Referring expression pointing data
┄┄┄┄┄┄┄┄┄┄

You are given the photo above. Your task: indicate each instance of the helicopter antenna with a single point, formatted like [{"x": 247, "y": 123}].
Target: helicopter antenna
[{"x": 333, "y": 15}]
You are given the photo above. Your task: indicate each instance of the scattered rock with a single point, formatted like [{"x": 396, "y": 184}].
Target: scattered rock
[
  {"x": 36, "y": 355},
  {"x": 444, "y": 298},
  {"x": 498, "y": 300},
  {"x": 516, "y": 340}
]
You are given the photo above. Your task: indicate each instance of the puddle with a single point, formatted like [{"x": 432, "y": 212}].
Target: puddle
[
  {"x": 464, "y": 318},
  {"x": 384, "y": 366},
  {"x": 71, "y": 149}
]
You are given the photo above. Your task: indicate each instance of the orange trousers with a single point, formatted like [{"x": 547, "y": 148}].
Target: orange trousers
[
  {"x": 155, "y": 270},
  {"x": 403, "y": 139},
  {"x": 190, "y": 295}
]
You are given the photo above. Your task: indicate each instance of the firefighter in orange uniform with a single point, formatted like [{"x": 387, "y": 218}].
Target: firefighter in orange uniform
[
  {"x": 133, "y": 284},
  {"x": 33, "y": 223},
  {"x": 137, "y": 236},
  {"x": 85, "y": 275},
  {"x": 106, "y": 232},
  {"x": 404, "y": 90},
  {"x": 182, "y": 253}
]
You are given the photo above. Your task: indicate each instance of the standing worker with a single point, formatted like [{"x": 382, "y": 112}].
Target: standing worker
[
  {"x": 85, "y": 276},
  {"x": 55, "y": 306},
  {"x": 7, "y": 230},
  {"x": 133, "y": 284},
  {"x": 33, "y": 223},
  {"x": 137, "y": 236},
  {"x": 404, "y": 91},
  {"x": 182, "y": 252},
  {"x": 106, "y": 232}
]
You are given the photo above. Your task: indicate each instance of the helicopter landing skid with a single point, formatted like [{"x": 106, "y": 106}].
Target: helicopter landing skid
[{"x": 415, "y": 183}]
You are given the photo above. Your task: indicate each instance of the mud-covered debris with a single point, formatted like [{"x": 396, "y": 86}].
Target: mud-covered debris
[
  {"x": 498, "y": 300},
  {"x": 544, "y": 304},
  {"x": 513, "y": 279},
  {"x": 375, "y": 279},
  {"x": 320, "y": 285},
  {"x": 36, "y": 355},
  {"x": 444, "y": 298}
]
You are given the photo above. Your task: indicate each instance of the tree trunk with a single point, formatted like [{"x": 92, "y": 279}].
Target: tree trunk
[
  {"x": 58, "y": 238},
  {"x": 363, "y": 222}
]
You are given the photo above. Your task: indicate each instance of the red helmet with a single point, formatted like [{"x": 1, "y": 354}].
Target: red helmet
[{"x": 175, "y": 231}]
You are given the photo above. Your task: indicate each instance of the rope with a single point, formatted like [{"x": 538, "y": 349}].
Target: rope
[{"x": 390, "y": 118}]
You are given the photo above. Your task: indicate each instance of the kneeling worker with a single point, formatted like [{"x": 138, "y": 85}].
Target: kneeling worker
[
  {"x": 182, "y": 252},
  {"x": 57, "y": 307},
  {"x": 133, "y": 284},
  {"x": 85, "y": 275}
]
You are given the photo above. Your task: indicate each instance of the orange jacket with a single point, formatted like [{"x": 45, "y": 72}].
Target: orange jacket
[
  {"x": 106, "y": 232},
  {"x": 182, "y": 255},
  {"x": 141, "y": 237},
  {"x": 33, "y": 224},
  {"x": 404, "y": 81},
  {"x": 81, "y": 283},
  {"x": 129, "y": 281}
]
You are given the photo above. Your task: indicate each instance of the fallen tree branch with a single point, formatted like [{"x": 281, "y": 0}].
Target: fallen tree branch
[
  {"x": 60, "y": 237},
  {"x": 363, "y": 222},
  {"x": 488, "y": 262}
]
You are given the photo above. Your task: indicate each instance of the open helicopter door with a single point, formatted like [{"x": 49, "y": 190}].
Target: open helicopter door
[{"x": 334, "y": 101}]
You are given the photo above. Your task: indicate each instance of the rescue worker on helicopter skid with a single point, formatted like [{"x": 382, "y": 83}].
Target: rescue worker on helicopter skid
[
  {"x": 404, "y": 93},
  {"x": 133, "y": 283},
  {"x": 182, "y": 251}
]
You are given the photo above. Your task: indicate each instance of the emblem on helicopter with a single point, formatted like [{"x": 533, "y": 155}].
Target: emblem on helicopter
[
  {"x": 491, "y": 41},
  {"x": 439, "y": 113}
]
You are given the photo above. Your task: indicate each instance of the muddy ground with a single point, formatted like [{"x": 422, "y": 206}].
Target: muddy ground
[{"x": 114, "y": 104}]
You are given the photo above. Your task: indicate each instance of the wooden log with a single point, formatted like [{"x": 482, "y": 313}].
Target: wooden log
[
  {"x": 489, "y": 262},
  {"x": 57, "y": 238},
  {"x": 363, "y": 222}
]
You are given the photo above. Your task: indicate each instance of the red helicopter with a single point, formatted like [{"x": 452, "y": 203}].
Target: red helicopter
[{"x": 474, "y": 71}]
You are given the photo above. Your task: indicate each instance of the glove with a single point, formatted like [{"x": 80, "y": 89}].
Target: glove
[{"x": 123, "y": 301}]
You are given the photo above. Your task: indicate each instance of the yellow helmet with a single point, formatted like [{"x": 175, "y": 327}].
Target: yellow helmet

┄┄┄┄┄┄┄┄┄┄

#### Exercise goal
Only one stretch of the entries above is wanted: the lines from the one containing "of the fallen" through the one containing "of the open". Please reproduce it exactly.

#### Response to this task
You are given the photo above. Your task: indicate each instance of the fallen tree branch with a single point, formatted like [{"x": 281, "y": 0}].
Target: fallen tree branch
[
  {"x": 60, "y": 237},
  {"x": 363, "y": 222},
  {"x": 488, "y": 262}
]
You are given the photo above. Your task: indicate each instance of the open helicopter door with a single point, formatted like [{"x": 49, "y": 190}].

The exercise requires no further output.